— Begin DOCUMENT SECTION —
Reputation: 5073
I have created a Perl script for reading a file that contains some numbers, one below the other. I want to eliminate the duplicates & save the new list to a file. Here is my script:
use strict;
my $arg = "<abs path to>\\list.txt";
open (FH, "$arg") or die "\nError trying to open the file $arg : $!";
print "Opened File : $arg\n";
my $line = "";
my @lines = <FH>;
close FH;
my $temp;
my $count = 0;
my $check = 0;
my @list;
my $flag;
for $line (@lines)
{
$count += 1;
$check = $count;
$flag = 1;
for my $next (@lines)
{
$check -= 1;
if($check < 0)
{
if ($line == $next)
{
$flag = 0;
}
}
}
if($flag == 1)
{
push (@list, $line);
}
}
my $newarg = "<abs path to>\\new_list.txt";
open (FWH, ">>$newarg") or die "\nError trying to open the file $newarg for writing : $!";
my $size = @list;
print FWH "\n\n*** Size = $size ***\n\n";
for my $line (@list)
{
print FWH "$line";
}
I am a C++ guy trying to learn Perl. So can you please suggest me some API in Perl which might have reduced the size of script. I want the script to be readable & simple to understand quickly hence the spacing. Thank You.
Upvotes: 0
Views: 109
Reputation: 107030
Whenever you have to keep track of something, think of hash. A hash has several very nice attributes:
Here's a quick rework.
#! /usr/bin/env perl
use strict;
use feature qw(say);
use warnings;
use autodie;
Notice I have use warnings
as well as use strict
. I tell people that use strict
can catch about 90% of their errors. Well, use warnings
can catch another 9.99% of your errors. Warnings are for things like attempting to print out a variable that is undefined, or for poor syntax stuff that will probably get you in trouble.
— End DOCUMENT SECTION —
◆ **TASK DETAILS**: Print the Perl thread from "#! /usr/bin/env perl" up to and including "you in trouble.". The lines that come after the Perl thread have no connection to it.
— Begin DATASET —
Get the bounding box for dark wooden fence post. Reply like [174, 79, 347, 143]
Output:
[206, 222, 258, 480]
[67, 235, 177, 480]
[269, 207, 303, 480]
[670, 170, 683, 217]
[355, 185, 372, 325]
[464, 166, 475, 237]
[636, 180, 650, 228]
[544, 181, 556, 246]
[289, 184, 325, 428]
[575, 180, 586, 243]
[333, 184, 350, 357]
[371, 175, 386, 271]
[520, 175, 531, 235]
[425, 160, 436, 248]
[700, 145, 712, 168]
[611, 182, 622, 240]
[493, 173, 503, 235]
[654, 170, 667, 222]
— End DATASET —
◆ **FULL RESPONSE**:
#! /usr/bin/env perl
use strict;
use feature qw(say);
use warnings;
use autodie;
Notice I have use warnings
as well as use strict
. I tell people that use strict
can catch about 90% of their errors. Well, use warnings
can catch another 9.99% of your errors. Warnings are for things like attempting to print out a variable that is undefined, or for poor syntax stuff that will probably get you in trouble.